▶ _WORK TASK_
Reproduce the lines of the listing below verbatim, starting at its first line and ending at the line that contains "positive clicks: (439, 353)", with both of those lines included.

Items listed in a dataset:
[Start of section]
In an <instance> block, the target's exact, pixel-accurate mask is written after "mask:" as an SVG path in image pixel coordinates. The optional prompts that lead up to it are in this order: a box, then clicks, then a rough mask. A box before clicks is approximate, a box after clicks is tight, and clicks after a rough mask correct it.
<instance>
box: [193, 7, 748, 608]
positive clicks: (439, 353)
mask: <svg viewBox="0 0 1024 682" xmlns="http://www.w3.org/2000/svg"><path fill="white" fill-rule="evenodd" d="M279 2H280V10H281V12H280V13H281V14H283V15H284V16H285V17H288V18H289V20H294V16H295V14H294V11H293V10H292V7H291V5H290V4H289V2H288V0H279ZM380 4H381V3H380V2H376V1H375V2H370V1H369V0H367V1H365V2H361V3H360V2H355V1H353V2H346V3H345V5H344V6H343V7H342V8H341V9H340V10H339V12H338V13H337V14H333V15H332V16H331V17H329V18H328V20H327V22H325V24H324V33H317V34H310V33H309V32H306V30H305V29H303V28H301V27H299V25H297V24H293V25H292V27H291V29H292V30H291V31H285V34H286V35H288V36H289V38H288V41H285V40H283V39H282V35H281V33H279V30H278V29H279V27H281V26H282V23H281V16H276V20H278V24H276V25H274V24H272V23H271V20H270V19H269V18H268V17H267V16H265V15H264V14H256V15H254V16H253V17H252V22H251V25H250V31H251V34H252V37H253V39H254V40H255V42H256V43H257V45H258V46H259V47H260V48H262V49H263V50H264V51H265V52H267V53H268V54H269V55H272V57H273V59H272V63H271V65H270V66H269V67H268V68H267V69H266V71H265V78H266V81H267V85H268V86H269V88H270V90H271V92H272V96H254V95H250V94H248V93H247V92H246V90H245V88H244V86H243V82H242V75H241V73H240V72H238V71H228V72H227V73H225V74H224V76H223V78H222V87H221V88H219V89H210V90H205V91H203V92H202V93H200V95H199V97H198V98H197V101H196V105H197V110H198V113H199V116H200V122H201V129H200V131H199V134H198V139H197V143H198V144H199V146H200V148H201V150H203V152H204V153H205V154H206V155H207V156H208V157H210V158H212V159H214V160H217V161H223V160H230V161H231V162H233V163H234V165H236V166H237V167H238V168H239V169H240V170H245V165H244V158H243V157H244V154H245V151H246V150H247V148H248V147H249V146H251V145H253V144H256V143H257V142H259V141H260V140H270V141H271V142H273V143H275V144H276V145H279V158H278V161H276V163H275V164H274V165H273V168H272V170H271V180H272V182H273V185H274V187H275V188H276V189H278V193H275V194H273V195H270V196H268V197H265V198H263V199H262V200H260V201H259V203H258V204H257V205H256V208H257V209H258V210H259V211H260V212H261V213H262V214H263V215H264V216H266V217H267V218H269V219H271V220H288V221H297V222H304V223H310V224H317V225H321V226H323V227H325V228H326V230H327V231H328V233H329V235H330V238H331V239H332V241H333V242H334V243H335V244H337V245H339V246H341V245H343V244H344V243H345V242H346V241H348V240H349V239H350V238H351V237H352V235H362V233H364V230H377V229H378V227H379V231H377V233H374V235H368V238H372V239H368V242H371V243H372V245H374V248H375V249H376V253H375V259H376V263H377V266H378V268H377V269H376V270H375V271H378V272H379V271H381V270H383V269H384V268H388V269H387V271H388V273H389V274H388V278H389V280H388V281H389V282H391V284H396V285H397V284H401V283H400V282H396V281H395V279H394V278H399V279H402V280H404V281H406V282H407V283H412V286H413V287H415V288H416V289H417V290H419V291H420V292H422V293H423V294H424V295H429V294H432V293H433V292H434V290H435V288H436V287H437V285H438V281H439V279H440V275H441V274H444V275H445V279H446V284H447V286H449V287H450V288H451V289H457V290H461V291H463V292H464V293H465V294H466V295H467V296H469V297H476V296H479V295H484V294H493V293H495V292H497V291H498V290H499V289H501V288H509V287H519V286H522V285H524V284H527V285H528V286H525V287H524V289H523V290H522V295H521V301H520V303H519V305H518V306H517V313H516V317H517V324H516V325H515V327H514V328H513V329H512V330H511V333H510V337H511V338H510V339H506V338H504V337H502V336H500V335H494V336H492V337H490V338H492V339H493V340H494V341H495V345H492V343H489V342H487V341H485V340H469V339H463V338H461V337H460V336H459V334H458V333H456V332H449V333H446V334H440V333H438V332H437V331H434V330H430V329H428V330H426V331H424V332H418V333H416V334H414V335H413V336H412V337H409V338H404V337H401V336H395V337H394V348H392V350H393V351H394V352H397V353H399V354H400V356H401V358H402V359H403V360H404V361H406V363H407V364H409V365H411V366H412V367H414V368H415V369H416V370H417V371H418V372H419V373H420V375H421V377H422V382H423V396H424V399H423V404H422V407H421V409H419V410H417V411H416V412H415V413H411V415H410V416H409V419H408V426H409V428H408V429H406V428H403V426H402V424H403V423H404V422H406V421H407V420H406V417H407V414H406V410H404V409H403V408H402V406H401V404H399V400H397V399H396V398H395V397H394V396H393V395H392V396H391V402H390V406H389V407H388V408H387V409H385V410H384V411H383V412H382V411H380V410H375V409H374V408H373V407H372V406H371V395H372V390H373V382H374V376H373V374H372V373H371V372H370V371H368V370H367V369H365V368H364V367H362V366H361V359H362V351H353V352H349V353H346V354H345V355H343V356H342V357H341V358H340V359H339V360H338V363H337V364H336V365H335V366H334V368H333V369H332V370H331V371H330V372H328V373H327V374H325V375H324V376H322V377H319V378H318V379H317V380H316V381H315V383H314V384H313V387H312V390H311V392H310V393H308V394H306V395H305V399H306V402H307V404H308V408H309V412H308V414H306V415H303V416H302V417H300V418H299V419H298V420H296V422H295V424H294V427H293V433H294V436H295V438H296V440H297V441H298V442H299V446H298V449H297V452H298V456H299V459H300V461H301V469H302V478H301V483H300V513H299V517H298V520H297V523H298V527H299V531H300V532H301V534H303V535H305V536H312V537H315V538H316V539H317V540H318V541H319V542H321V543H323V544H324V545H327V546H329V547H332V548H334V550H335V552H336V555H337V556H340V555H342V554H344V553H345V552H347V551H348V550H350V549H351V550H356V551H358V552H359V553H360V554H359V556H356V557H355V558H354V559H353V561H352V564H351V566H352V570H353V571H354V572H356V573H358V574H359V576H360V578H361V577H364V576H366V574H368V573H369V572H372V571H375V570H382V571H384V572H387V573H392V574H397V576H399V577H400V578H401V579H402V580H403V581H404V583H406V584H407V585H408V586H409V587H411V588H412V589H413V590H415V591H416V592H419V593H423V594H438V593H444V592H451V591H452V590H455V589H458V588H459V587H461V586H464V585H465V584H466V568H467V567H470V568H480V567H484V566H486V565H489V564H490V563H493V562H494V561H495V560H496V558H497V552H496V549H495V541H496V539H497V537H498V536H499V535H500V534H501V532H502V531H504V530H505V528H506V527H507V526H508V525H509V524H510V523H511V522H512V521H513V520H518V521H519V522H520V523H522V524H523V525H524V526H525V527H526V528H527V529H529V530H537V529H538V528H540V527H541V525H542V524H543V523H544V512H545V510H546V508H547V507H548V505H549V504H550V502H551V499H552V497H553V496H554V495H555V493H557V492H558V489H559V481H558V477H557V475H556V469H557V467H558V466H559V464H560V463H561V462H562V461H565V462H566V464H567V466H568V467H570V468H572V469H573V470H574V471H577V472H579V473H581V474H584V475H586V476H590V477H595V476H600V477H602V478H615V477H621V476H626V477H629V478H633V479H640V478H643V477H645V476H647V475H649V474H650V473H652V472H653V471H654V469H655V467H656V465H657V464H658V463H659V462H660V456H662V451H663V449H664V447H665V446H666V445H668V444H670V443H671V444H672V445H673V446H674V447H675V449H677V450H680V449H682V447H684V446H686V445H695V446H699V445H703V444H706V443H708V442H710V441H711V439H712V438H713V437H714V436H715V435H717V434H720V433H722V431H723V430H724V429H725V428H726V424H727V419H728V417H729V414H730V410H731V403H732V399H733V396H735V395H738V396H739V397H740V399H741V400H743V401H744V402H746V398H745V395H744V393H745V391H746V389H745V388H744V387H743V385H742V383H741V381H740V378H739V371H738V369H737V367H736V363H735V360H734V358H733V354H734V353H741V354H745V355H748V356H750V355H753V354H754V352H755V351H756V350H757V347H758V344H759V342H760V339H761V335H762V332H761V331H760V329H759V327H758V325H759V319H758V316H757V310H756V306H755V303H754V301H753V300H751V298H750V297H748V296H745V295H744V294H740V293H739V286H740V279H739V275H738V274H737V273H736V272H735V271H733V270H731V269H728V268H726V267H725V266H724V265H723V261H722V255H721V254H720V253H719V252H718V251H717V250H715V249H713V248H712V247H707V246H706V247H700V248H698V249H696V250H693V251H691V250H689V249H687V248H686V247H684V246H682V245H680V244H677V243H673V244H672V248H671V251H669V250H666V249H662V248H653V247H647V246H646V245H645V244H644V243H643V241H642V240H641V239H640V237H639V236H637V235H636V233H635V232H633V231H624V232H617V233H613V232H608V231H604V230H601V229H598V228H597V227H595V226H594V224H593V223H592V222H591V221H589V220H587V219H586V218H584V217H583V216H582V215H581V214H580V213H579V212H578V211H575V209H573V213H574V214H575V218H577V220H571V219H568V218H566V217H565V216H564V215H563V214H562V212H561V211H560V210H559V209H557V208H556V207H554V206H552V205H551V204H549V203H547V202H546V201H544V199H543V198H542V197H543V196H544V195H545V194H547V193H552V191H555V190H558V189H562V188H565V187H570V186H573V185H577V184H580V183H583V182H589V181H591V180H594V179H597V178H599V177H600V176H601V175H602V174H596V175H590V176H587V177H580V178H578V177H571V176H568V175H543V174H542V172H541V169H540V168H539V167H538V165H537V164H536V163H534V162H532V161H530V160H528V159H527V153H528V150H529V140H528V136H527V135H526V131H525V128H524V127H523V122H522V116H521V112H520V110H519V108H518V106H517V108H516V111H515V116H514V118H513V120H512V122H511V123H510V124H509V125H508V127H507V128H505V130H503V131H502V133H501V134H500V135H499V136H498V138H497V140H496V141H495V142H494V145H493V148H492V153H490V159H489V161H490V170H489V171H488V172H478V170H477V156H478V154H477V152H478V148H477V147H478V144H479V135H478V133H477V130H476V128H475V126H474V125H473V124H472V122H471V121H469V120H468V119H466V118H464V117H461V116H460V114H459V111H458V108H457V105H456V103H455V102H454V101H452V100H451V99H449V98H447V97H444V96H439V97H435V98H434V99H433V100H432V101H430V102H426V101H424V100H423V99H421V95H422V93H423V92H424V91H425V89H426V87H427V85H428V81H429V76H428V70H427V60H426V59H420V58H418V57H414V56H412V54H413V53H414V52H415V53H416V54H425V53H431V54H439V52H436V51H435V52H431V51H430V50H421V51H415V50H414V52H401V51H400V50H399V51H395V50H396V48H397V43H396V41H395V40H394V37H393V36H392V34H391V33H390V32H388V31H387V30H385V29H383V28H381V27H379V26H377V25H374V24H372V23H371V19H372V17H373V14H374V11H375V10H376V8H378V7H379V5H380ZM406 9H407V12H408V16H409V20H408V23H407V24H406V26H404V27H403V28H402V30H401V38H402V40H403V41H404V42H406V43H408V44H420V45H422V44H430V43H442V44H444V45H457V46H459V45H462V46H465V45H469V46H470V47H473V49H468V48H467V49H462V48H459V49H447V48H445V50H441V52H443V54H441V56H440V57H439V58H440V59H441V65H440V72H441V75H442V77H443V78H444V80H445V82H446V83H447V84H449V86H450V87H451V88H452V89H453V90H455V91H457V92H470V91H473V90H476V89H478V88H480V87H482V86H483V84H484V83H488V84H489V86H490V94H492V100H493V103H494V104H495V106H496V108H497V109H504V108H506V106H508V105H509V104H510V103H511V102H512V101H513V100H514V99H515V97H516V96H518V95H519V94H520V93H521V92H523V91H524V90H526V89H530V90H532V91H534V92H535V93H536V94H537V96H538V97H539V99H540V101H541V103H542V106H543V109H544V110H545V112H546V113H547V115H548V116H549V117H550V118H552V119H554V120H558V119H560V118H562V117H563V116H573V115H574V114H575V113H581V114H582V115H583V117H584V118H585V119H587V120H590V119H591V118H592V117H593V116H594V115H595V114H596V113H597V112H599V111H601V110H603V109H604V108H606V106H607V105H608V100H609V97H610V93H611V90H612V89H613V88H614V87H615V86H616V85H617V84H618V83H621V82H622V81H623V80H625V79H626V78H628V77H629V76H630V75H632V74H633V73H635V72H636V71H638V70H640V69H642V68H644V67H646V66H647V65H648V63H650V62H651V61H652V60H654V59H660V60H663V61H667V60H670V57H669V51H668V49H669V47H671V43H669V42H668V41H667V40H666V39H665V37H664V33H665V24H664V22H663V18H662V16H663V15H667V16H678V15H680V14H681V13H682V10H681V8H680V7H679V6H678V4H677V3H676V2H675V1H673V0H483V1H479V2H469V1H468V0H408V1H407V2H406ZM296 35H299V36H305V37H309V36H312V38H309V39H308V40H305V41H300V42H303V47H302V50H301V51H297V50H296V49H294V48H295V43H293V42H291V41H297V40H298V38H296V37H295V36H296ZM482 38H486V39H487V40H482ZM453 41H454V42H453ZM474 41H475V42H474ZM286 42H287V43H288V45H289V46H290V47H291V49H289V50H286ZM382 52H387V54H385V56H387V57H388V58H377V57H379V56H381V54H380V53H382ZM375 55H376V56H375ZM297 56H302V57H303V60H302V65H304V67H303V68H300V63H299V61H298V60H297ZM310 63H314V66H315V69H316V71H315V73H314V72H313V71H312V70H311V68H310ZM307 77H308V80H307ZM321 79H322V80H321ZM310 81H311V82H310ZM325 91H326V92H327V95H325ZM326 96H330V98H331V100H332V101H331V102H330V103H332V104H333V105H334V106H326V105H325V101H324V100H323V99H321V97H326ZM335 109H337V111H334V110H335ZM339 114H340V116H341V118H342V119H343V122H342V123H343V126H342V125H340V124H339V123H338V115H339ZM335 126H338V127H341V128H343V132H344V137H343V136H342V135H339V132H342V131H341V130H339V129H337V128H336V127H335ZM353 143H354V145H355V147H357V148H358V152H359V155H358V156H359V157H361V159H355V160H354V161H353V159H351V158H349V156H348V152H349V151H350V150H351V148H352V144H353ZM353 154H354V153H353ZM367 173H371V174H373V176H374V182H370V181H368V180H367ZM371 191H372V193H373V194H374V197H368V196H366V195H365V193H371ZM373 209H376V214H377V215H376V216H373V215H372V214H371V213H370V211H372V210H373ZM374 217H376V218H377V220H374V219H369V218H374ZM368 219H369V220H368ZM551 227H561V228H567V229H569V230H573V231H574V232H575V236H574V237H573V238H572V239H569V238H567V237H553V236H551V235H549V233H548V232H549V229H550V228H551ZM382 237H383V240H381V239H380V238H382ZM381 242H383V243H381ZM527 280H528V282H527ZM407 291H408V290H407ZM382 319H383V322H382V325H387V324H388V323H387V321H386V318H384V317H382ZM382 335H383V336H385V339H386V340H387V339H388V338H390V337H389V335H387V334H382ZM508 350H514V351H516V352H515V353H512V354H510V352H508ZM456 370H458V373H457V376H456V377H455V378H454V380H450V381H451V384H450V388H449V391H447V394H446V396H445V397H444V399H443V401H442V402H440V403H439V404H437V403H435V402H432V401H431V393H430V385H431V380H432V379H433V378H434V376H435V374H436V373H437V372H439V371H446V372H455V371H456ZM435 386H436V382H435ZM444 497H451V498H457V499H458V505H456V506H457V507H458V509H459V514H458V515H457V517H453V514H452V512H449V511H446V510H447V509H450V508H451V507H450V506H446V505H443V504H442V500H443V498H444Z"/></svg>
[End of section]
▶ _RESULT BELOW_
In an <instance> block, the target's exact, pixel-accurate mask is written after "mask:" as an SVG path in image pixel coordinates. The optional prompts that lead up to it are in this order: a box, then clicks, then a rough mask. A box before clicks is approximate, a box after clicks is tight, and clicks after a rough mask correct it.
<instance>
box: [193, 7, 748, 608]
positive clicks: (439, 353)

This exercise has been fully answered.